Tabletop fantasy role-playing game supplement

GURPS Russia is a role-playing game supplement by S. John Ross, published by Steve Jackson Games in 1998 for the GURPS (Generic Universal Role-Playing System) rule set.

==Description==
This book enables gamemasters to design a GURPS campaign set in medieval Russia. Chapters include:
- Life in medieval Russia: Life in a Russian village, city life, social organizations, Cossack society, notable locations, geography, and climate.
- Russians: Creating player characters, and equipping them.
- Russian history
- Religion
- Fantasy Russia: Various mythical locations, with descriptions of folklore, magic, and notable legendary figures
- Bestiary, including domestic, feral and supernatural creatures
- The Russian Campaign: How to design and implement a campaign setting in medieval Russia

Twelve ideas for adventures are also included, some using strictly historical background, others using mythical fantasy.

....

Parts of the exercise:
A) Decide whether each statement agrees with the GURPS Russia passage, answering yes or no and quoting the deciding words: (i) The supplement was published by Steve Jackson Games in 1998. (ii) The book offers twenty adventure ideas. (iii) The bestiary covers only supernatural creatures.
B) Extend the GURPS Russia passage with a few sentences that pick up after its last sentence.
The listing comes from a separate source unrelated to the GURPS Russia passage.

Raw data:
....

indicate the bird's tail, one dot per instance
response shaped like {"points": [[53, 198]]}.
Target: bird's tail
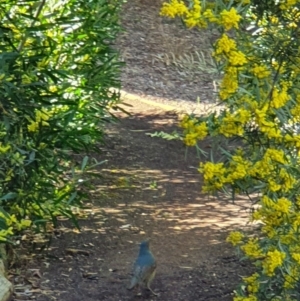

....

Set of answers:
A)
(i) Yes: "published by Steve Jackson Games in 1998"
(ii) No: "Twelve ideas for adventures are also included"
(iii) No: "Bestiary, including domestic, feral and supernatural creatures"

B)
==Publication history==
In the 2014 book Designers & Dragons: the '80s, game historian Shannon Appelcline noted that after Steve Jackson Games (SJG) published the unusual In Nomine in 1997, SJG decided to try experimenting with GURPS: GURPS Russia, released on February 28, 1998 was the most controversial experiment. Because retailers were unwilling to order a game on medieval Russia in more than token numbers, Jackson released GURPS Russia through a new 'straight line' program that made it available only through SJG's website. There was considerable anger and distress over this, from fans and retailers alike. As Jackson expected, the book did well, and it was later reprinted for release through the standard distribution network."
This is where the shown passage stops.